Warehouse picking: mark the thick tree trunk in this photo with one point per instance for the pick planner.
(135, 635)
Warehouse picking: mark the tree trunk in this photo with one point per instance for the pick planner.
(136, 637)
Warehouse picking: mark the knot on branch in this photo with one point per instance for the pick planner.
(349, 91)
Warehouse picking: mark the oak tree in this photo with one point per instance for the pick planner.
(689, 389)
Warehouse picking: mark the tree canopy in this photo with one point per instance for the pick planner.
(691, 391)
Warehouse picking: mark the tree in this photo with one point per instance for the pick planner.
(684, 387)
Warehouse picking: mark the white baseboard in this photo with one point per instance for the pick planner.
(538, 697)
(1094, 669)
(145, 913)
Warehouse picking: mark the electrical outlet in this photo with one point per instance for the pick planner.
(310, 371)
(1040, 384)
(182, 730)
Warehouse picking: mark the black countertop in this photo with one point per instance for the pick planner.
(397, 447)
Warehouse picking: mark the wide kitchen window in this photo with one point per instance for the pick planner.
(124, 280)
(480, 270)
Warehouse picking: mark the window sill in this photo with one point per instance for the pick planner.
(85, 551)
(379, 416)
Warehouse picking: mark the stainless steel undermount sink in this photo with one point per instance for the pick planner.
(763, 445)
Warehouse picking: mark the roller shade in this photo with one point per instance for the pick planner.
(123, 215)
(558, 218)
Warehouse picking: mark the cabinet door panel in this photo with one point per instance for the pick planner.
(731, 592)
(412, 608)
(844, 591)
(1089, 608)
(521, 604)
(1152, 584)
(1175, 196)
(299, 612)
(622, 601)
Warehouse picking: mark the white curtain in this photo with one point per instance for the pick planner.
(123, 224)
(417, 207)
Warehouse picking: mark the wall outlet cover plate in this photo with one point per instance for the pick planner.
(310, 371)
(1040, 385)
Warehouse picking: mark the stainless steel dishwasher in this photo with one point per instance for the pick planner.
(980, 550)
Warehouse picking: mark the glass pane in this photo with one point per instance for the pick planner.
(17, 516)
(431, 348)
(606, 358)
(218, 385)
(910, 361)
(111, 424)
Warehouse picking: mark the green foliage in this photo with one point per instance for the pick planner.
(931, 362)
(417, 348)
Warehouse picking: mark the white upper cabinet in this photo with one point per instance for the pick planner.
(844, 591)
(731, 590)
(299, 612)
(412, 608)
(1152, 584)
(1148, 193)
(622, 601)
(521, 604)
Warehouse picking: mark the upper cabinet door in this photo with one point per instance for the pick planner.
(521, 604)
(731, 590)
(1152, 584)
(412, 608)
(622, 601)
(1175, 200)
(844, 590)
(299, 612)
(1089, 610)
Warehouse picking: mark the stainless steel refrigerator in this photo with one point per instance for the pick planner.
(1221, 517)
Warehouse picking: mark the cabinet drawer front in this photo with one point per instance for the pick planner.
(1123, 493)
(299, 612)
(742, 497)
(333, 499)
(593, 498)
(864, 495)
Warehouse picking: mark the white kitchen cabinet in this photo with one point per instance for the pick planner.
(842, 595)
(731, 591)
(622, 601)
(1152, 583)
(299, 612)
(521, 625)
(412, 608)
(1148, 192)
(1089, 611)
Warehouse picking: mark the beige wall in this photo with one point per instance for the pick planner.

== Set task ==
Would you copy out each line exactly as written?

== Output of the task ==
Warehouse picking: mark the thick tree trunk in this photo with one point per instance for the pick planner.
(135, 635)
Warehouse picking: mark the tree trunk in this photo with one point per instance for the pick planner.
(136, 637)
Warehouse picking: mark the knot on branch in this photo with one point per instance for the pick planner.
(349, 91)
Warehouse picking: mark the oak tree in this photo with one point per instance for the pick planner.
(689, 389)
Warehouse picking: mark the tree canopy in this photo with one point per instance for the pick planner.
(691, 391)
Warehouse picking: mark the tree in this photo with one point per instance for the pick planner.
(684, 387)
Warehouse picking: mark the white baseboard in this photo with one point per instance for the pick planner.
(538, 697)
(1094, 669)
(145, 913)
Warehouse picking: mark the electrical outlet in this photo with one point per instance for the pick planner.
(310, 371)
(1040, 384)
(182, 730)
Warehouse picking: mark the black countertop in this photo with one point per instance for the pick planner.
(397, 447)
Warehouse picking: mark the wide kitchen window in this photo with one point per instance for the pick planner.
(124, 280)
(480, 270)
Warehouse picking: mark the window sill in this photo with one point per instance for the pick planner.
(85, 551)
(379, 416)
Warehouse picking: mark the stainless steel undermount sink in this photo with one point per instance for the pick planner.
(763, 445)
Warehouse picking: mark the roller shade in this photo with one point per instance for the pick planner.
(123, 215)
(558, 218)
Warehouse picking: mark the cabinet door panel in this photo with one point per instance for the pick planner.
(731, 592)
(412, 608)
(844, 591)
(1089, 608)
(521, 604)
(1152, 584)
(1175, 196)
(299, 612)
(622, 601)
Warehouse picking: mark the white curtain in this photo with one point per instance for the pick planner.
(123, 224)
(417, 207)
Warehouse picking: mark the wall outlet cover plate in this photo with one point per instance for the pick planner.
(310, 371)
(1040, 385)
Warehouse picking: mark the stainless steel dishwasher in this photo with one point per instance for the pick planner.
(980, 550)
Warehouse picking: mark the glass pane in this photo with one point per instance for the pick planner.
(17, 516)
(431, 348)
(606, 358)
(218, 385)
(910, 361)
(111, 424)
Warehouse picking: mark the green foliage in this photo with one point per instance for the pick planner.
(931, 362)
(417, 348)
Warehouse picking: mark the white upper cabinet in this photo with one point per instance for the pick planner.
(844, 591)
(731, 590)
(299, 612)
(412, 608)
(1152, 584)
(1148, 193)
(622, 601)
(521, 604)
Warehouse picking: mark the upper cabinet door in this photo with one point per instance for the pick planner.
(521, 604)
(731, 590)
(1152, 584)
(412, 608)
(622, 601)
(1175, 200)
(844, 590)
(299, 612)
(1089, 610)
Warehouse picking: mark the stainless steel refrigerator in this photo with one point per instance for the pick planner.
(1221, 517)
Warehouse picking: mark the cabinet drawer front in this photo with one point per instance for the pick planner.
(1123, 493)
(299, 612)
(742, 497)
(333, 499)
(593, 498)
(864, 495)
Warehouse picking: mark the white kitchen cabinet in this photo with one point per instance for the pick planner.
(842, 595)
(731, 591)
(622, 601)
(1152, 583)
(299, 612)
(521, 625)
(412, 608)
(1148, 192)
(1089, 611)
Warehouse picking: mark the beige wall in this photo with one point per instance for the pick planner.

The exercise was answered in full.